▶ [Task item]
Across the whole listing, filter for the string "field" and copy every line that has it.

▶ [Records supplied]
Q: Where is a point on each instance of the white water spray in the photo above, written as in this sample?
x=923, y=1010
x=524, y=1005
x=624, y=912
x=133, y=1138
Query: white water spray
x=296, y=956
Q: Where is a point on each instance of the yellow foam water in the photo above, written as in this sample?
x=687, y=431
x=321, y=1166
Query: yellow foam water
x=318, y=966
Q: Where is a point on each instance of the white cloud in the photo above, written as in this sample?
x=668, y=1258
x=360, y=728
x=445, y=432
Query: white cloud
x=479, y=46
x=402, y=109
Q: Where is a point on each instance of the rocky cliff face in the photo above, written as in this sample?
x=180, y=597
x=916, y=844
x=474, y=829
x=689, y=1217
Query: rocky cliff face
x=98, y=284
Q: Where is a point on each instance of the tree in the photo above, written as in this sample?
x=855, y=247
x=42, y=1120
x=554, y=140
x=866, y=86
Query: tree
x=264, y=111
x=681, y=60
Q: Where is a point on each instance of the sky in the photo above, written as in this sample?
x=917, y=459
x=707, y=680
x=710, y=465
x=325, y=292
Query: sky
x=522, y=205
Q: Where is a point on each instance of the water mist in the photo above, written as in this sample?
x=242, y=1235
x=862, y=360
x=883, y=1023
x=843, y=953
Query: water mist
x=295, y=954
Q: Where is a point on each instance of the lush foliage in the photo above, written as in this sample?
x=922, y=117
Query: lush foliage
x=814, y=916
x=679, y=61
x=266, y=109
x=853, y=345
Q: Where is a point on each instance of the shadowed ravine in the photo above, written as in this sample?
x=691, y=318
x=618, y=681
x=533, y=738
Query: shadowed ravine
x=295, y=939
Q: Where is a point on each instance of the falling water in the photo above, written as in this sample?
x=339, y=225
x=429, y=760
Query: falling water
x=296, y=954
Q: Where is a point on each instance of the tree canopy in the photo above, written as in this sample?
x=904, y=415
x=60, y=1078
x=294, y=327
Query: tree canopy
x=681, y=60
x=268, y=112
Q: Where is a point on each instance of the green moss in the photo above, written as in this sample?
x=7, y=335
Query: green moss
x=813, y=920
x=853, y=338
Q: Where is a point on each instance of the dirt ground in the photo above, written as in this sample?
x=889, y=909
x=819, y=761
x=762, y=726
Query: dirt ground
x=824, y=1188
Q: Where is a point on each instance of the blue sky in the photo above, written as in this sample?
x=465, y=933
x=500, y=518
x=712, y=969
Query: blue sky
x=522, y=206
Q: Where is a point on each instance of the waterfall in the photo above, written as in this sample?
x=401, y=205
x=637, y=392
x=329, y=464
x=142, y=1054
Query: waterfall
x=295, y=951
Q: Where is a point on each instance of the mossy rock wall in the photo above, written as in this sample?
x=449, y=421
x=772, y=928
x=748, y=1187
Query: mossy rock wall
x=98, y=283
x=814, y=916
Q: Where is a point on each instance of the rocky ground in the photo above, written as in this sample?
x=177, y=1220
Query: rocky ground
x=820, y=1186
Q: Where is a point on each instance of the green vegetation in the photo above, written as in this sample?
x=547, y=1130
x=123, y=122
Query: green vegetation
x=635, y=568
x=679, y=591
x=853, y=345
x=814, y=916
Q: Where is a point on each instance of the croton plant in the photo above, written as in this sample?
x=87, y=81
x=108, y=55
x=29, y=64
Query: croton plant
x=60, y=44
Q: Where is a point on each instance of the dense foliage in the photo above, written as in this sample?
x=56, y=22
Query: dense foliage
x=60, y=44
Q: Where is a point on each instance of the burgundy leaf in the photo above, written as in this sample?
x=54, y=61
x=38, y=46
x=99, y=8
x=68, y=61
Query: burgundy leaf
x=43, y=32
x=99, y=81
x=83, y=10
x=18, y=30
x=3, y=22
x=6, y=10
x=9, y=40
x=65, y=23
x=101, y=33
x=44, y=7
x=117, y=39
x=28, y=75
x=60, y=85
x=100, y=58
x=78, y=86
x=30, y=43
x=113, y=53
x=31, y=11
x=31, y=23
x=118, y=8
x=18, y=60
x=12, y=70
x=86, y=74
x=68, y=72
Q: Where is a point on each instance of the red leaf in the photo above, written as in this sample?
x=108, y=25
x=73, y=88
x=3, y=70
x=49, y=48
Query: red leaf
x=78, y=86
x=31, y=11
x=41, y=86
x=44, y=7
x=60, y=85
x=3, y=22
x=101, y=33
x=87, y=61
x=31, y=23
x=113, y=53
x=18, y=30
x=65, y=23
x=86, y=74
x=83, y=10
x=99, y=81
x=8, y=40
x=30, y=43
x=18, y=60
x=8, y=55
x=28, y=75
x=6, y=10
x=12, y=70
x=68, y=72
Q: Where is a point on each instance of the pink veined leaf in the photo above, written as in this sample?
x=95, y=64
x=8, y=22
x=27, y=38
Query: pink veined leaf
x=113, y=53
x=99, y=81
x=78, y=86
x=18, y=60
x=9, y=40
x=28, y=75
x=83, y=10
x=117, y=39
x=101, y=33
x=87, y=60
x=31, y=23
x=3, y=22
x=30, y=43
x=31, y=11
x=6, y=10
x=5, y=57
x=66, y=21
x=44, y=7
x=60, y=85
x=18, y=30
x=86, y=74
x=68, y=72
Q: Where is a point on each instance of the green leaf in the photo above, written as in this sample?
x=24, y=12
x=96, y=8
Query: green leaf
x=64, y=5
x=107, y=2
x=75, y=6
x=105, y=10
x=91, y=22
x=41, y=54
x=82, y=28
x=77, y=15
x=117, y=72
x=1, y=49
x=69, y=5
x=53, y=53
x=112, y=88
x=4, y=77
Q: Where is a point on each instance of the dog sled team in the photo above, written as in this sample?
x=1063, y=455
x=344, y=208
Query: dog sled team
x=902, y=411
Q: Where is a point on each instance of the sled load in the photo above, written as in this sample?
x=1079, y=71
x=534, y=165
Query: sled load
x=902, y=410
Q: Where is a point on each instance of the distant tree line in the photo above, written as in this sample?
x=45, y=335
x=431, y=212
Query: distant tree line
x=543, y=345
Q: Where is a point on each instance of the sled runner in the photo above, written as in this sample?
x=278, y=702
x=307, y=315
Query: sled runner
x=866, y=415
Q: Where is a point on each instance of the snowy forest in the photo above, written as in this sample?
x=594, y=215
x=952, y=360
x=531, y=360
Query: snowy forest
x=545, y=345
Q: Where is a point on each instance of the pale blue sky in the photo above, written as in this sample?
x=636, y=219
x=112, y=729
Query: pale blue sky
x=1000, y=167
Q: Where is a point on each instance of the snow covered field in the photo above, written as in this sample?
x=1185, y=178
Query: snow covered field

▶ [Result of this task]
Q: Where is a point on each instance of the snow covered field in the photo above, written as in this sample?
Query: snow covered field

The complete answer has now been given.